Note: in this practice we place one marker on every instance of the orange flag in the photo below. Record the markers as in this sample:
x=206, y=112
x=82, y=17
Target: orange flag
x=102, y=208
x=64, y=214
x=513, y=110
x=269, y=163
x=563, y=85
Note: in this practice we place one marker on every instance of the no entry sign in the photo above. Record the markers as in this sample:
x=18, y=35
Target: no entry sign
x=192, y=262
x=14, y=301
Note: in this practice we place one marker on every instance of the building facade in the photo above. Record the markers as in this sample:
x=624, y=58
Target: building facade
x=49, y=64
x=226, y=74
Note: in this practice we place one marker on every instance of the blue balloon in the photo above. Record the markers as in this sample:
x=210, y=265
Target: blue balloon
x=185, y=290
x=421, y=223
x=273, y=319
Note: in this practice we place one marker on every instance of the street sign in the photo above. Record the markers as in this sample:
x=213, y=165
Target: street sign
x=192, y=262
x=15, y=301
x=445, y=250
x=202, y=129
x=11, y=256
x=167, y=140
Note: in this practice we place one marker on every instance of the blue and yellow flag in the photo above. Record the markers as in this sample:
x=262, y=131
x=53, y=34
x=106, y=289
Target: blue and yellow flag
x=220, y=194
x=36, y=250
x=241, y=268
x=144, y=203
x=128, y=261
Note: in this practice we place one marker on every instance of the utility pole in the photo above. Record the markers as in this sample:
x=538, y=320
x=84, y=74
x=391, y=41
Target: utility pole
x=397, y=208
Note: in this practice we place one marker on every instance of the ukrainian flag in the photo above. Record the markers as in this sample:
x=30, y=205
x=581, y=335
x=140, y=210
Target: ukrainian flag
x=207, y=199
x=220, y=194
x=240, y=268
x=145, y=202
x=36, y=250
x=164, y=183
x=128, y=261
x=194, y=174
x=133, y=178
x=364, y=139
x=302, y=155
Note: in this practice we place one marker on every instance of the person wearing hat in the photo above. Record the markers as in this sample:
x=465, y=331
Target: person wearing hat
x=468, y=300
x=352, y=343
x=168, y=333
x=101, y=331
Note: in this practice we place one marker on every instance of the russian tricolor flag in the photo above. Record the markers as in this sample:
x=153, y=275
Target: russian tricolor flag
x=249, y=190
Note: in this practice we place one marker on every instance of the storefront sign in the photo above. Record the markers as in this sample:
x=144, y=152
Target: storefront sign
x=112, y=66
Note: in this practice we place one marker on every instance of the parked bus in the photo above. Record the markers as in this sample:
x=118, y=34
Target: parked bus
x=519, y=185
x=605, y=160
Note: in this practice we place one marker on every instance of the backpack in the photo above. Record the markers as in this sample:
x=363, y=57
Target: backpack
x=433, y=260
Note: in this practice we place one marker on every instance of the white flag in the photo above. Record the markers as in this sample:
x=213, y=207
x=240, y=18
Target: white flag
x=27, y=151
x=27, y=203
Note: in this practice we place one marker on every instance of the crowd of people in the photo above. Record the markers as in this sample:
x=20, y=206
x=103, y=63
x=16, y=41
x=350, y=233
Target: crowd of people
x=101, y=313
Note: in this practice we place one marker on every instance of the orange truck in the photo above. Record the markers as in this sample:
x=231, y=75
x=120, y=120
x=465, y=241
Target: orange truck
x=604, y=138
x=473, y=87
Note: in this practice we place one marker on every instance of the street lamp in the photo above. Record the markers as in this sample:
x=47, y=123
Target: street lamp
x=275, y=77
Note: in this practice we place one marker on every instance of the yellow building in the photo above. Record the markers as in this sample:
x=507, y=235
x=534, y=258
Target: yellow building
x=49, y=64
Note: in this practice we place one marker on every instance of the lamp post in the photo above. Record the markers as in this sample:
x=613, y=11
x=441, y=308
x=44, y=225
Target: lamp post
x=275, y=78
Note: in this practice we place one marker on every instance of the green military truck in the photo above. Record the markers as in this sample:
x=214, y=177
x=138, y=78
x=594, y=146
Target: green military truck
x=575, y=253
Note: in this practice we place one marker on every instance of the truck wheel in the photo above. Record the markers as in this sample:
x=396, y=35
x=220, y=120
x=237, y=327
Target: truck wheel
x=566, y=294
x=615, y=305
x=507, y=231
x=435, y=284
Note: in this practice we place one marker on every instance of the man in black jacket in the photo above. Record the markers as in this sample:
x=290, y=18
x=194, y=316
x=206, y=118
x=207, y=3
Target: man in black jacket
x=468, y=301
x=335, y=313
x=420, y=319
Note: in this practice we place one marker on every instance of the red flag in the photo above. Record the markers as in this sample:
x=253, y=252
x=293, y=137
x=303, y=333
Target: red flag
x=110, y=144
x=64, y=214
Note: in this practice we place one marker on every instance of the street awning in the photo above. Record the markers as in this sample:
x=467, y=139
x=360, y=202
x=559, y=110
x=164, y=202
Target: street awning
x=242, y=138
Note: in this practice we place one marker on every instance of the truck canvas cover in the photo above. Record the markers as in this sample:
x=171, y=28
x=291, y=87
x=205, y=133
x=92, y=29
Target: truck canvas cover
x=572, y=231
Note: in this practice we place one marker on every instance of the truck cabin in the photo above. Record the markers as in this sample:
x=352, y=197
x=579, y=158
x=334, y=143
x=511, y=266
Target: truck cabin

## DIRECTIONS FOR THIS TASK
Copy exactly the lines starting with the first one and going on through the line with "x=14, y=301", including that line.

## SOLUTION TO THIS TASK
Note: in this practice we place one marker on every instance of the orange flag in the photo below. Record the markers as in this sample:
x=206, y=112
x=82, y=17
Target: orange flag
x=102, y=208
x=64, y=214
x=513, y=110
x=269, y=163
x=563, y=85
Note: in this practice we place one marker on every instance of the no entry sign in the photo above. Record the markers as in this sample:
x=18, y=35
Target: no entry sign
x=192, y=262
x=14, y=301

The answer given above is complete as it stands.